EXTRACT PROVIDED
────────────────
The no-cause ending of tenancies will be extended for a time period we have yet to be told. This is a different version of a policy we have seen overseas of a ban on evictions. While our economy is in suspended animation and operating weaker than before for a period afterward, no tenant will be forced from their home.

The government will pay $585 a week of the wages of all staff for all businesses who keep people on they would otherwise have had to let go because of the Covid-19 virus effects. Unemployment will still rise but not by as much as would otherwise happen.

There is news to come of “significant measures” to help mortgage holders. That may mean that on top of banks offering to let people reduce or defer their mortgage repayments, a more solid structure to address repayments will be put in place. This will undoubtedly be aimed at taking away the need for some people to sell their house because they cannot service their mortgage. Forced, or what we call weak selling, will be frozen for a period of time.

Which brings us to the housing market. Last week I wrote that turnover would likely fall away. Now turnover will virtually cease for one to two months for all but sales about to go through or be settled which were agreed on in recent days or weeks. No Open Homes, auctions, or home inspections can be held. No builders or LIM checks can be undertaken. No one will be staffing real estate offices.

Some transactions may occur over the internet, but they are likely to be very low in number.

The real estate market will freeze in time and any numbers which eventually do come out regarding average or median prices of properties sold will be meaningless because of the small numbers involved. Real estate agents will apply for wage relief as will virtually every other business in New Zealand.

But does this freezing of activity and of our economy imply a different outlook for the housing market than the one I presented last week? No, if the government, Reserve Bank, and banks can pull this off. I listed six factors so let’s run through them again.

1. Interest rates are at record lows, heading lower, and still set to stay low for years.

2. We enter this period without a boom in housing debt.

3. Banks remain well capitalised and look like they are about to receive even more support for lending from the Reserve Bank and maybe Treasury.

4. China shows us that if implemented early enough lockdowns/self-isolation can work. There is light at the end of the tunnel and inhabitants of Wuhan are slowly leaving their homes, entering their streets and parks to once again start enjoying life.

5. The shortages are there, and now they will get worse because all house building is now on hold for 4-8 weeks.

6. There is a fiscal stimulus coming and the Minister of Finance has even told us when – in the May 14 “Recovery Budget”.
────────────────
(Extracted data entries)
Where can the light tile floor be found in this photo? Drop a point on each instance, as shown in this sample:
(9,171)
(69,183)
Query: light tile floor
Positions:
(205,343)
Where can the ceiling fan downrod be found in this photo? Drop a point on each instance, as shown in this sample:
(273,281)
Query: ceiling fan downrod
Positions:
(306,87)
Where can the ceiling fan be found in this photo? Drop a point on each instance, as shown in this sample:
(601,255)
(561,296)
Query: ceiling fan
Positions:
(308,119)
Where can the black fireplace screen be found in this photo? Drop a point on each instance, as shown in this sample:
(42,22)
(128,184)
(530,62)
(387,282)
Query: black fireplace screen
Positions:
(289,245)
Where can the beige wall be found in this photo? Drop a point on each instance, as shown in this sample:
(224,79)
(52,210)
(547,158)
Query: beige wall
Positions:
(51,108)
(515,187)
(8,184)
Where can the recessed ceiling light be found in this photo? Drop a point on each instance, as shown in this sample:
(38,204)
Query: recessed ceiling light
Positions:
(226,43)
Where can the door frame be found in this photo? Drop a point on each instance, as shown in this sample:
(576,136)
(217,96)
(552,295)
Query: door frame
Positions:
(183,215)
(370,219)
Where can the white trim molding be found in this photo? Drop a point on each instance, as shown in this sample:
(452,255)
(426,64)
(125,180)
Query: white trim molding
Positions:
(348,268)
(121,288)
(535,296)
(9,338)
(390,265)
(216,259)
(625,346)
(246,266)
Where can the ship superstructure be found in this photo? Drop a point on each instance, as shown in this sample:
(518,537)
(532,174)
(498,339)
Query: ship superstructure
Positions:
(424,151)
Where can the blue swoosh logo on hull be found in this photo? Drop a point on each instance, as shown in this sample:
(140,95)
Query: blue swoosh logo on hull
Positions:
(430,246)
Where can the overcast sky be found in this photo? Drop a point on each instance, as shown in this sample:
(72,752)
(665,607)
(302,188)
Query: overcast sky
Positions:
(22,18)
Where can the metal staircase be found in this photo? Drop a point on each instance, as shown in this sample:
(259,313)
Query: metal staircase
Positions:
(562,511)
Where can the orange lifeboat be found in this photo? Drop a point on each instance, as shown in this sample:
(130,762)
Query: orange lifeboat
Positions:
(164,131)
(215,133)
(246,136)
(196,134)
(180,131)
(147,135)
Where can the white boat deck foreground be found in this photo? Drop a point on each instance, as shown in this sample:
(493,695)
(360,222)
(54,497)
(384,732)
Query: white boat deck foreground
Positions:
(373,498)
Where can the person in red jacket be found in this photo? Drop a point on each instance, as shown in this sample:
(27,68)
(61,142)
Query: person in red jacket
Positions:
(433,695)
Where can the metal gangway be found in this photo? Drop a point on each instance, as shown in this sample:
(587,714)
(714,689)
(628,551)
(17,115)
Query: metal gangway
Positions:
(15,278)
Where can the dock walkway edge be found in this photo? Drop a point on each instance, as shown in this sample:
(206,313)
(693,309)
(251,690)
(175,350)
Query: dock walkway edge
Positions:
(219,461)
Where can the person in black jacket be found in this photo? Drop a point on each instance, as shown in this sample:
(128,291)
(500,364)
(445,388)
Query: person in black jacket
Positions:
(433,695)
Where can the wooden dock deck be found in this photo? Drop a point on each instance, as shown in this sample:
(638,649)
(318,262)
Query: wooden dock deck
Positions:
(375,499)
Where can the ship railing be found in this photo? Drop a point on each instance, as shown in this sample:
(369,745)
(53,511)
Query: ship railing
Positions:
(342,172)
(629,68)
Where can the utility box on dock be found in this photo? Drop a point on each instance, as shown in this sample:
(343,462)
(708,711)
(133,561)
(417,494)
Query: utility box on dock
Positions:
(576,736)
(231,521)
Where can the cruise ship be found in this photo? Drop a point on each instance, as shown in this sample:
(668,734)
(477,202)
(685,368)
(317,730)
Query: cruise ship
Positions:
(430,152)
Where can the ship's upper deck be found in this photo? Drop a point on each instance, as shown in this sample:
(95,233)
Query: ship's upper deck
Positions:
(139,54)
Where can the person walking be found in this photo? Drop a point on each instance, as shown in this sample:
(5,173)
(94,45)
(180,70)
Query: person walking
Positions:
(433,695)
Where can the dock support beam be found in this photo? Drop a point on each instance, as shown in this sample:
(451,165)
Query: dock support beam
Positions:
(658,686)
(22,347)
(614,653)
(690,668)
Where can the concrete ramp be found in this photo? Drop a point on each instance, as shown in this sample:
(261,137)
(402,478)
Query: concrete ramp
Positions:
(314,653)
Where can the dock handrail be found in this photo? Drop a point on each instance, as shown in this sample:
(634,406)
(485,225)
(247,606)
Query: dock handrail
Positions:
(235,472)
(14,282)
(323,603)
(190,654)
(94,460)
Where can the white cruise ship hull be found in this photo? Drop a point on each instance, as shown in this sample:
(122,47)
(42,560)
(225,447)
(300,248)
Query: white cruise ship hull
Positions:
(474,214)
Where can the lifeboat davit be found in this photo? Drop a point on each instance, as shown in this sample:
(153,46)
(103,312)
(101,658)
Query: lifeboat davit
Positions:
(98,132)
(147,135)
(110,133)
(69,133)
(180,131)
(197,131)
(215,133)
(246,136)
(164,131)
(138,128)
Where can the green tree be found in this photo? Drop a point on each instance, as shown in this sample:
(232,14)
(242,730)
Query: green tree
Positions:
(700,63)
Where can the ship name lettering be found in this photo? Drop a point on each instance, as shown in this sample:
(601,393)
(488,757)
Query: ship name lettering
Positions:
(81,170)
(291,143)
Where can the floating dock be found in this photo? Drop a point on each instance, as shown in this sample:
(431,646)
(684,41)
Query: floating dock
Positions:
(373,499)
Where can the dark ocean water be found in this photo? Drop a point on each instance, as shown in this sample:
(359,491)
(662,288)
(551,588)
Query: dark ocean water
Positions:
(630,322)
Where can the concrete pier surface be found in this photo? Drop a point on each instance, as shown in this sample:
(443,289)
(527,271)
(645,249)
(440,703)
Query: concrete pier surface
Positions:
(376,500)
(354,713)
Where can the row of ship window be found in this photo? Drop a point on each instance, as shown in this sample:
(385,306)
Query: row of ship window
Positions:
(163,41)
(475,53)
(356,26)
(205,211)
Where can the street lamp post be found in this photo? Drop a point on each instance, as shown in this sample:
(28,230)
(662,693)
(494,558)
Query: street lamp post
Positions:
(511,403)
────────────────
WORK TO COMPLETE
A: In the housing commentary, how much will the government pay per week toward staff wages for businesses that keep people on?
B: Can you rewrite the paragraph of the housing commentary beginning "Which brings us to the housing market" as a short bulleted list that keeps its main facts?

EXERCISE RESULTS
A: $585 a week.

B:
- Turnover will virtually stop for one to two months, except for sales agreed in recent days or weeks that are about to go through or settle.
- Open Homes, auctions and home inspections cannot be held.
- Builders' checks and LIM checks cannot be carried out.
- Real estate offices will have no staff.